*Work order:* For this exercise, copy out each line of the material below that includes "hiking".

----

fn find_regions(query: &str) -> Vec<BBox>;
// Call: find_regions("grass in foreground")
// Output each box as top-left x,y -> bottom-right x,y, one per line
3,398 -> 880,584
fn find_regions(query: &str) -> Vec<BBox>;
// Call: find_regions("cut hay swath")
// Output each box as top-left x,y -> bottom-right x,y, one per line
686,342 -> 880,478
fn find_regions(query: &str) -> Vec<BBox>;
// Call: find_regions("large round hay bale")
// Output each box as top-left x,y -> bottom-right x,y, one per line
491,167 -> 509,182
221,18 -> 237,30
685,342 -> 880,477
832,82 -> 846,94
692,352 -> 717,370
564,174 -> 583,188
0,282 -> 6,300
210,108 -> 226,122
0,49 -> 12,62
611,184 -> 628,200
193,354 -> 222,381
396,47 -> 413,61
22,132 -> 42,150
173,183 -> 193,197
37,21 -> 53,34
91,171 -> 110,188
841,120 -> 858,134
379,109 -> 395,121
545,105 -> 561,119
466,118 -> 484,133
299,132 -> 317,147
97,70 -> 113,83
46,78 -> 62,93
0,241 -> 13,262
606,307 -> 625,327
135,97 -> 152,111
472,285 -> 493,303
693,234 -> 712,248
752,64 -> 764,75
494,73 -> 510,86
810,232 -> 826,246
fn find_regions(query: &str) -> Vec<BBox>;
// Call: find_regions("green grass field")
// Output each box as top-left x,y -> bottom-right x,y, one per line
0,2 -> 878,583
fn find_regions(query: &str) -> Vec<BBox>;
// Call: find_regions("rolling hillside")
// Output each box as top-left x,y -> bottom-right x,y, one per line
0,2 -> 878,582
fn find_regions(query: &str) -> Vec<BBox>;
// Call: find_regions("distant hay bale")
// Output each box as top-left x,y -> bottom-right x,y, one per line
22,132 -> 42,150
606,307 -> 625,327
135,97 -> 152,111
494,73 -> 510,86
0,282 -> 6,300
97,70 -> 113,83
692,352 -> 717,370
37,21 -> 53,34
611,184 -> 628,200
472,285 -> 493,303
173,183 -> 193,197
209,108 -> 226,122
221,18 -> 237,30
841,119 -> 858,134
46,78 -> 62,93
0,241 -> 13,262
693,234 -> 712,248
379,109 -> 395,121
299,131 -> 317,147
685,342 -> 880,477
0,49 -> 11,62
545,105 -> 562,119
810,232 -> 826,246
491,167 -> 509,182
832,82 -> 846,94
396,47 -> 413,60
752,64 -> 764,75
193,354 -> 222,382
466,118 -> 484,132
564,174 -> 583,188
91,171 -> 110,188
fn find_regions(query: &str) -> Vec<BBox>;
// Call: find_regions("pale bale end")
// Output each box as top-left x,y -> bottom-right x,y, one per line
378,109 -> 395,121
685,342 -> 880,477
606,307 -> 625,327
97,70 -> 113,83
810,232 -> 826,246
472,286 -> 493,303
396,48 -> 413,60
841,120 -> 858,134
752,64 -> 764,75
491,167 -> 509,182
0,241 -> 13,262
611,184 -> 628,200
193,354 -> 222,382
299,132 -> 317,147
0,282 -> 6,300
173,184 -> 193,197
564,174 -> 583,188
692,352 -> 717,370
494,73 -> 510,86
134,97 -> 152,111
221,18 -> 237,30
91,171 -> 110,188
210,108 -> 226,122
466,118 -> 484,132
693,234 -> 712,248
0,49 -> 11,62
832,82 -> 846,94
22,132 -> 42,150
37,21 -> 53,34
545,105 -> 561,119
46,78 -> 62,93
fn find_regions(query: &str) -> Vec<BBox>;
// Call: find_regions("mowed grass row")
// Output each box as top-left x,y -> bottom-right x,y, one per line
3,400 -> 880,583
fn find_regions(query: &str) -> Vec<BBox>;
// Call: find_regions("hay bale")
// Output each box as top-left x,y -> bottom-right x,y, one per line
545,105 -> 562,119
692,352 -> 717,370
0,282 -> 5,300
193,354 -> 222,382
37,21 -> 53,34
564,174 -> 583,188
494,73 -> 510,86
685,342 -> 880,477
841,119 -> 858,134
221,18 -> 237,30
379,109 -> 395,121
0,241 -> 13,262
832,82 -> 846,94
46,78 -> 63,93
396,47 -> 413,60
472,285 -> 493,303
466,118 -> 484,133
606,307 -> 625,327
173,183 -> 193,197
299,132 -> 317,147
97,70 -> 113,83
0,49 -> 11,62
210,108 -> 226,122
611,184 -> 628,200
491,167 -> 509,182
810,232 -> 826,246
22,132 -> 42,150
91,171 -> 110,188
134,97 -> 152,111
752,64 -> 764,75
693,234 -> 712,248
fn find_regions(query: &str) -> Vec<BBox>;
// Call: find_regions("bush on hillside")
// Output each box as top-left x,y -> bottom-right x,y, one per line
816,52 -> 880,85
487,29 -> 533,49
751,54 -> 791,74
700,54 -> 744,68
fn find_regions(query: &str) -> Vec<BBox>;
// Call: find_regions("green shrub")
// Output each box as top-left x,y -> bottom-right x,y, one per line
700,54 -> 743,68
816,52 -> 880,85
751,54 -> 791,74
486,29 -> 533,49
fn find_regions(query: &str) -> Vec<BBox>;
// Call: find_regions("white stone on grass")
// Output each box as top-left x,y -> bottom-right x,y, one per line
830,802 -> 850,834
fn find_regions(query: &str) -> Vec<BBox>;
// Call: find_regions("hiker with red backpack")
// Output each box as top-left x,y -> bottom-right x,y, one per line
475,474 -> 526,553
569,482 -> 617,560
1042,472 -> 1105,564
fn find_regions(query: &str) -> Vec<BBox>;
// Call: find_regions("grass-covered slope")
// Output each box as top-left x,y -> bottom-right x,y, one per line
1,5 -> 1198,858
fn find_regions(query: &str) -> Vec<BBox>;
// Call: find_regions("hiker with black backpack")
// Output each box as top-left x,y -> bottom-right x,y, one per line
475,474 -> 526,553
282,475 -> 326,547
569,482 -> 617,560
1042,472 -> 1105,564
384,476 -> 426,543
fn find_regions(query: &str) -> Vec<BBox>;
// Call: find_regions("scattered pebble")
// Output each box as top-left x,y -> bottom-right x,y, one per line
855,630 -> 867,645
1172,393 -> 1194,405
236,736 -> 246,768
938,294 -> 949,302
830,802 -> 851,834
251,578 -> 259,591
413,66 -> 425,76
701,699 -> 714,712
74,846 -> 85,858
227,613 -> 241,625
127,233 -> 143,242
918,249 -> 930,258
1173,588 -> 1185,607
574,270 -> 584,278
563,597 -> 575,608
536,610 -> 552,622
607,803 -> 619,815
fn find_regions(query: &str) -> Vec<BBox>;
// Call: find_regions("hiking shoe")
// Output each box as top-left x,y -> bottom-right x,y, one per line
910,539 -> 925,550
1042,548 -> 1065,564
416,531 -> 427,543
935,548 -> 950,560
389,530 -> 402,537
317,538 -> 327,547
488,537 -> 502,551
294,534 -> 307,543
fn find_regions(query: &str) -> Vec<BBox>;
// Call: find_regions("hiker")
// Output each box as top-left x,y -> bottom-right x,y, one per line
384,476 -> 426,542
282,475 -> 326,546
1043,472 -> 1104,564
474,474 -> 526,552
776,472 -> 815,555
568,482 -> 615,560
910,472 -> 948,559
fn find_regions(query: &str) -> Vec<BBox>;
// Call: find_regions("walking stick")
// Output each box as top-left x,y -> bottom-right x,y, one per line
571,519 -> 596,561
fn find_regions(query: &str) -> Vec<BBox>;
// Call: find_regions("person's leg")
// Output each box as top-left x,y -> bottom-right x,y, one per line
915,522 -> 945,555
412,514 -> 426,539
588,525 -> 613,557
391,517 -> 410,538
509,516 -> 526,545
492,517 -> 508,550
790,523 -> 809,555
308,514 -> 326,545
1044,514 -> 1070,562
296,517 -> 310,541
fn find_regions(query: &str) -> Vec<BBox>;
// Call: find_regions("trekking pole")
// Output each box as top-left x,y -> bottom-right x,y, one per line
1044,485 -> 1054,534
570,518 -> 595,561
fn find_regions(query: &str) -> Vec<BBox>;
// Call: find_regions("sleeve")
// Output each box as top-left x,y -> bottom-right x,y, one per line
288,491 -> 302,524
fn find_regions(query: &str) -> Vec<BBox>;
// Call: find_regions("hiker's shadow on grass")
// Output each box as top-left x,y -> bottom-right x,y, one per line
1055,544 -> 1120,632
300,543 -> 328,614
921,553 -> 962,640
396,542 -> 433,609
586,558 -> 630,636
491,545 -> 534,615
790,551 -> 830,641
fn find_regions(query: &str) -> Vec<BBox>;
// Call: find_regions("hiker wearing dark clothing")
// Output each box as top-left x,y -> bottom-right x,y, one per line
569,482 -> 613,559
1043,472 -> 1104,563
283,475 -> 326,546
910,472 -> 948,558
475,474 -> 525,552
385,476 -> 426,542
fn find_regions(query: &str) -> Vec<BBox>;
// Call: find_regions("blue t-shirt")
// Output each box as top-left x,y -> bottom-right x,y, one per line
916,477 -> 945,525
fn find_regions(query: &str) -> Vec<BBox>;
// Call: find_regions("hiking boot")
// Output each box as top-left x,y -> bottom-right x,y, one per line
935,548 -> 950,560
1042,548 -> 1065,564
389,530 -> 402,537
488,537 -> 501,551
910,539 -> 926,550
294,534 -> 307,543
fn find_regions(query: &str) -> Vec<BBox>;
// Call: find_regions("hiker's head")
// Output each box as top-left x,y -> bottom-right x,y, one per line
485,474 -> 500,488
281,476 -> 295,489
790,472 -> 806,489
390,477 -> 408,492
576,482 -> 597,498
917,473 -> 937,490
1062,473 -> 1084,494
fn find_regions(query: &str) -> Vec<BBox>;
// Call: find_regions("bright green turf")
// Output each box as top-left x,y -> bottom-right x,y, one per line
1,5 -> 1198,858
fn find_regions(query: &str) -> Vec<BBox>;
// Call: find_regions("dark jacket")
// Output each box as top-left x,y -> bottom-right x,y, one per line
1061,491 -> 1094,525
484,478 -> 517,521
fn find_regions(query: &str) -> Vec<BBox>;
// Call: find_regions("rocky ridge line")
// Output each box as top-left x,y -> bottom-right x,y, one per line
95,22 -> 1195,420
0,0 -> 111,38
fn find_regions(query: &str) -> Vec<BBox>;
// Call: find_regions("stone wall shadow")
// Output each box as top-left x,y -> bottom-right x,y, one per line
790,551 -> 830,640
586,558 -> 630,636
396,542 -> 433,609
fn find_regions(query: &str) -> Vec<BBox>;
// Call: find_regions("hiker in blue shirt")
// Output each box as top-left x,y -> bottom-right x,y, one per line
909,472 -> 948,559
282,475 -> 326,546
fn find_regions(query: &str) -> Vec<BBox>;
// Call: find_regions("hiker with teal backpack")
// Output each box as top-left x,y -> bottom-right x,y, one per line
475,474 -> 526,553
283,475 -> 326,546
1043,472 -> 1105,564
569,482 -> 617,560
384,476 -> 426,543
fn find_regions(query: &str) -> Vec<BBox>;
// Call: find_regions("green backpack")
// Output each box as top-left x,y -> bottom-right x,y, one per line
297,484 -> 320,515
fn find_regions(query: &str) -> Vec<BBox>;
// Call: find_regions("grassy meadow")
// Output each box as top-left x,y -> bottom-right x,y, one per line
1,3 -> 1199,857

----

*Written answer:*
// Call: find_regions("hiking shoe")
// Call: find_regions("hiking boot")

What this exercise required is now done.